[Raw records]
* Start *

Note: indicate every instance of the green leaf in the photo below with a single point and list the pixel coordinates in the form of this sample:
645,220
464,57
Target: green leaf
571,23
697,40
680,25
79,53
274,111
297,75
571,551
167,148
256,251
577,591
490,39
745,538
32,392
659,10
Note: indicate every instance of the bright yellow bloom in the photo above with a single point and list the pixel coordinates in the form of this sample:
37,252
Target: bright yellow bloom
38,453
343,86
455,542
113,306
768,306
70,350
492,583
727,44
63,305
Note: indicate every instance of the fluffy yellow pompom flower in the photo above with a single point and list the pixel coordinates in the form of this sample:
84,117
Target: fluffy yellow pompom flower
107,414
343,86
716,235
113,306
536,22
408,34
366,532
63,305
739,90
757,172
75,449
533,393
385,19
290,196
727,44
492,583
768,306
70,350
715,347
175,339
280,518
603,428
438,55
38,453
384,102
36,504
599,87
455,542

* End *

The exercise:
Rewrite every line of the rows above, including the requests, and shift each answer coordinate point by adding 79 to both its x and y values. Leave the requests and their sample coordinates unchanged.

Task response:
Note: indicate every instance of the green leaf in the photo below with a single point and list the pixel coordinates in the form of this sample:
645,220
464,57
Target: green leaf
650,102
776,119
759,104
158,132
353,190
376,154
650,630
246,227
335,330
656,670
569,118
824,617
111,471
738,89
Note: indicate every instance of the bright yellow bloom in the photo above with a single point and list the pixel coordinates in the form of this sample:
37,252
Target: bright yellow bloom
117,532
422,165
534,621
192,385
847,385
149,429
571,662
806,123
142,384
Note: indicate every instance of the fluffy yellow pompom flower in the photo above with a single point and list the pixel coordinates in the form of this sample:
84,117
Target: fluffy yellow pompom flower
186,493
422,165
795,314
192,385
615,101
487,113
445,611
142,384
818,169
836,251
154,528
612,472
464,98
369,275
806,123
571,662
847,385
149,429
794,426
254,418
359,597
682,507
517,134
117,532
463,181
115,583
678,166
534,621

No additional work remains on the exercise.